* Activity: An unchanged copy of every record below, without pictures, is the goal.

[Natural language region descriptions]
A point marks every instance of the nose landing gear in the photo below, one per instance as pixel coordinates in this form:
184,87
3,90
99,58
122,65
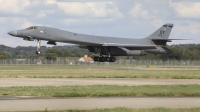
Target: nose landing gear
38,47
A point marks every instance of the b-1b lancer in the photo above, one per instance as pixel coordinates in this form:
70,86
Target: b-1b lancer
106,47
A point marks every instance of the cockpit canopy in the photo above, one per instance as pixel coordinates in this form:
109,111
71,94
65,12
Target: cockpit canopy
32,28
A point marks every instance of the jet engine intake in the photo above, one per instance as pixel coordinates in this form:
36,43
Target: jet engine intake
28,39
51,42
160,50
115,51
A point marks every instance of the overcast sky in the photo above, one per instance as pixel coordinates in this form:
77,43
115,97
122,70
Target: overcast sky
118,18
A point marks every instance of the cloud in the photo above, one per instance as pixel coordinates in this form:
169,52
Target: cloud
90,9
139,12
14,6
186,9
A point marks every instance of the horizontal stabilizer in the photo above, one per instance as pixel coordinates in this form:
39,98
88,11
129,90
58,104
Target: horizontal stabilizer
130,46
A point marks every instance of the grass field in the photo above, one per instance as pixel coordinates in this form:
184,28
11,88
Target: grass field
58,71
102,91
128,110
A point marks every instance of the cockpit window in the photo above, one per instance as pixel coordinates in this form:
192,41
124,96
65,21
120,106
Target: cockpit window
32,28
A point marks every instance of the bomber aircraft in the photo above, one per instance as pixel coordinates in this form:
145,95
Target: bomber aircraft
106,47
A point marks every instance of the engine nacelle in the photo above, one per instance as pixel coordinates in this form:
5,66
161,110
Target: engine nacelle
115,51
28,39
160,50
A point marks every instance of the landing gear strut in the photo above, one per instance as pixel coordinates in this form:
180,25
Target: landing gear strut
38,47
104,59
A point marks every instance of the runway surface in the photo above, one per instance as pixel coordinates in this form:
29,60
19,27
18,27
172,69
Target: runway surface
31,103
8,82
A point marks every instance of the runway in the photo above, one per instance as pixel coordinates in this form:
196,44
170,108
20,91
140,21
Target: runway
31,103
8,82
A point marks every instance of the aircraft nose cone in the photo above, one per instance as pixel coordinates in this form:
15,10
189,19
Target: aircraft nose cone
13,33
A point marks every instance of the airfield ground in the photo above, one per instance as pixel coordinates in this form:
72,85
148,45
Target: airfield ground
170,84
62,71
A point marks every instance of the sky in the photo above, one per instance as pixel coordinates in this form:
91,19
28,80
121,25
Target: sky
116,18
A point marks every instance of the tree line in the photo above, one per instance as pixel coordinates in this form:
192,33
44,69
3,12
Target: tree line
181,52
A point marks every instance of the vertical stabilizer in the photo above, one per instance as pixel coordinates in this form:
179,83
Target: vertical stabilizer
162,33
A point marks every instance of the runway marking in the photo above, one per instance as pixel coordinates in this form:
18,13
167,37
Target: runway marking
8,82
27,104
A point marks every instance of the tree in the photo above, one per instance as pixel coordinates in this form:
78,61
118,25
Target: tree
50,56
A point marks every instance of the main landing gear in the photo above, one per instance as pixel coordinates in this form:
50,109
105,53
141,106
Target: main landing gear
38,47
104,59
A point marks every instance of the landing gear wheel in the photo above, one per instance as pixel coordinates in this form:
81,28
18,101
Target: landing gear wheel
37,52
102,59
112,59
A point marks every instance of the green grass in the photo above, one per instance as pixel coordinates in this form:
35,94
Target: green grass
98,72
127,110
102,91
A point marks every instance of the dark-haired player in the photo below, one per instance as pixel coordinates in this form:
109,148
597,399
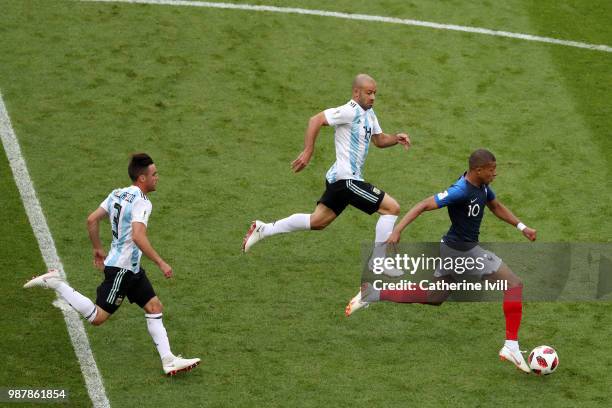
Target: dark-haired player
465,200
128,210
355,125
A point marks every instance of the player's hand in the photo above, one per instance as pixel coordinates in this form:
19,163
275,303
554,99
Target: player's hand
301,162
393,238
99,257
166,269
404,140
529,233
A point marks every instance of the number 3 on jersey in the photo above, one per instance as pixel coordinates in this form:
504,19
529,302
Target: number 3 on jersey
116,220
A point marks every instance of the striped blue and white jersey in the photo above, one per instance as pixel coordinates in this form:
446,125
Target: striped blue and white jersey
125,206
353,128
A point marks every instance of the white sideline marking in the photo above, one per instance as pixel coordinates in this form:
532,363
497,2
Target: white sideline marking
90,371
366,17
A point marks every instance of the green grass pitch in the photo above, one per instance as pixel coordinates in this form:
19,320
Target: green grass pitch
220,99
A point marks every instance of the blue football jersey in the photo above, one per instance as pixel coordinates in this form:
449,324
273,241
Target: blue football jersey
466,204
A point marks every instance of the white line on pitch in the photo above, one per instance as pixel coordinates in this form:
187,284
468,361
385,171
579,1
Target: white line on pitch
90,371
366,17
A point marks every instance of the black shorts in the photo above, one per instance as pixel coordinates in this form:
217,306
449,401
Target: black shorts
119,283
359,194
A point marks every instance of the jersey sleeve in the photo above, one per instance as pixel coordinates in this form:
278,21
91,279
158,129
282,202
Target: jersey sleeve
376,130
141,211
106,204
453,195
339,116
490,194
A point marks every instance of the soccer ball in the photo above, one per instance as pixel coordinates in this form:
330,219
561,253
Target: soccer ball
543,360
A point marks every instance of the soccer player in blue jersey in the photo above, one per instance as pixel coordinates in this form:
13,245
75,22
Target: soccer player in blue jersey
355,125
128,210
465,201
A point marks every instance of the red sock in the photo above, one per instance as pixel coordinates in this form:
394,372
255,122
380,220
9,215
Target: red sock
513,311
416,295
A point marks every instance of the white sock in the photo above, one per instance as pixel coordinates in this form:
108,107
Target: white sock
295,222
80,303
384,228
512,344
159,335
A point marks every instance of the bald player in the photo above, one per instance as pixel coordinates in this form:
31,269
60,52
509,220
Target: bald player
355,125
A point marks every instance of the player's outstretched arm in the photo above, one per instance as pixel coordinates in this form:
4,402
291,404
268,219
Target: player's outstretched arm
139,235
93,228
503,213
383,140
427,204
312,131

* Worked solution:
A point marks every instance of the nose landing gear in the photo below, one per instance as pixel coordinates in this form:
184,87
3,90
99,58
122,65
Target: nose landing gear
38,47
A point marks every instance of the b-1b lancer in the photo above, one per instance as pixel coordinates in this form:
70,86
Target: b-1b lancer
106,47
A point marks every instance of the cockpit canopy in the photo above, one per instance as pixel coordinates in this form:
109,111
71,94
65,12
Target: cockpit canopy
32,28
A point marks every instance of the jet engine intake in the photo above, one per instance as pixel coordinates in this form:
36,43
Target: jet engine intake
28,39
51,42
160,50
115,51
A point marks every instance of the overcast sky in the photo above, one per instance as pixel coordinates in this form:
77,43
115,97
122,70
Target: overcast sky
118,18
A point marks every instance of the cloud in the photo above, one per instance as pixel coordinates in this form:
169,52
Target: cloud
90,9
139,12
14,6
186,9
A point marks every instance of the horizontal stabilizer in the photo above, one per instance as pixel coordinates in this form:
39,98
88,11
129,90
58,104
Target: horizontal stabilizer
130,46
A point marks every instance of the grass field in the photo above, one per instance as pixel coordinates in this form:
184,28
11,88
Target: grass field
58,71
102,91
128,110
A point marks every instance of the cockpit window in the photo above, one per instance as pixel coordinates in this form:
192,41
124,96
65,21
120,106
Target: cockpit window
32,28
A point marks every instance of the bomber aircraft in the photo above, one per instance as pixel coordinates in this form:
145,95
Target: bomber aircraft
106,47
A point marks every instance of the engine nacelle in the photo above, one per instance as pixel coordinates in this form:
5,66
161,110
Target: engine nacelle
115,51
28,39
160,50
A point marks every instance of the landing gear strut in the photo above, one per instance as pixel coordinates in this form:
180,25
Target: landing gear strut
38,47
104,59
A point marks every instance of the runway surface in the photo above, one per instance as pixel coordinates in this form:
29,60
19,27
18,27
172,69
Target: runway surface
31,103
8,82
A point marks every instance of the runway in the photo above, one per instance as pixel coordinates in this form:
196,44
170,108
20,91
140,21
Target: runway
31,103
8,82
A point marks every instance of the aircraft nose cone in the photo above, one per instance as pixel coordinates in this form:
15,10
189,19
Target: aircraft nose cone
13,33
A point marks every instance of the airfield ground in the photo above, one per instance as pixel coordinates in this form:
72,85
148,45
Target: airfield ground
170,84
62,71
A point marks every instance of the sky in the photo above, one per instance as pixel coordinates in this form:
91,19
28,80
121,25
Target: sky
116,18
A point marks every instance of the tree line in the photo above, one per instance as pixel coordinates in this form:
192,33
44,69
3,12
Target: tree line
181,52
A point marks every instance of the vertical stabilizer in the photo above, one per instance as pixel coordinates in this form:
179,83
Target: vertical stabilizer
162,33
A point marks every instance of the runway marking in the photo above, one per instance as pixel coordinates in this form:
18,13
167,37
Target: runway marking
8,82
27,104
A point marks every instance of the tree in the photo above, one per instance as pixel coordinates in this form:
78,61
118,25
Target: tree
50,56
A point marks every instance of the main landing gear in the photo above, one per instance as pixel coordinates in this form:
50,109
105,53
141,106
Target: main landing gear
38,47
104,59
A point marks every instance of the landing gear wheel in the photo above, one per instance as pixel coordinates in this form:
81,28
18,101
Target: landing gear wheel
37,52
102,59
112,59
A point marks every instance of the green grass in the photo above, one per instance as pixel coordinates in this form:
35,94
Target: green grass
98,72
127,110
102,91
A point marks every instance of the dark-haired player in the photo below, one per instance as pixel coordinates in this form:
109,148
597,399
Target: dark-haired player
465,200
128,210
355,125
A point marks every instance of the player's hand in the photo above, one per instance as pixel coordinates in this form:
19,163
275,303
554,99
Target: player's hand
301,162
393,238
99,257
166,269
404,140
529,233
A point marks every instance of the number 3 on jersey in the photo above, one per instance as pixel coordinates in this form:
504,19
529,302
Target: number 3 on jersey
116,220
A point marks every instance of the striped blue and white jersey in the photo above, one per instance as pixel coordinates in this form:
446,125
Target: striped blue and white jersey
125,206
353,128
A point marks every instance of the white sideline marking in the photo above, one per instance as pixel coordinates in this form:
532,363
497,2
Target: white sideline marking
90,371
366,17
A point marks every instance of the green grass pitch in the photo above, one per instance as pixel coordinates in this form:
19,320
Target: green grass pitch
220,99
A point marks every instance of the blue football jersey in the photo above, one per instance as pixel coordinates in this form:
449,324
273,241
Target: blue football jersey
466,204
A point marks every instance of the white line on pitch in the photo above, one per instance as pixel coordinates in this form:
187,284
468,361
385,171
579,1
Target: white line on pitch
90,371
366,17
A point marks every instance of the black shorts in the photo above, one per instance as pixel coordinates in this form:
217,306
449,401
Target: black shorts
119,283
359,194
A point marks every instance of the jersey sleeve in the photo above, one per instance as pixel coordinates in this form:
278,21
91,279
158,129
282,202
Target: jersey sleeve
376,130
141,211
106,204
453,195
339,116
490,194
A point marks every instance of the soccer ball in the photo above, one per instance as pixel coordinates in this form:
330,219
561,253
Target: soccer ball
543,360
A point marks every instance of the soccer player in blue jersey in the photo above, one per instance as pixel coordinates in this form:
13,245
75,22
Target: soccer player in blue jersey
355,125
128,210
465,201
A point marks every instance of the red sock in the photo above, one per instance as pixel coordinates in this form:
394,372
255,122
380,220
9,215
Target: red sock
513,311
416,295
A point marks every instance of the white sock in the photo above, one per instance as pixel coordinates in this form:
108,107
Target: white sock
295,222
80,303
384,228
512,344
159,335
A point marks every instance of the bald player in the photo above, one per instance as pixel coordinates in this form:
31,269
60,52
509,220
Target: bald player
355,125
A point marks every instance of the player's outstretched arm in the photo above, one per instance as pixel coordinates in this form:
4,402
291,404
268,219
Target: player's outstretched arm
139,235
93,228
503,213
383,140
427,204
312,131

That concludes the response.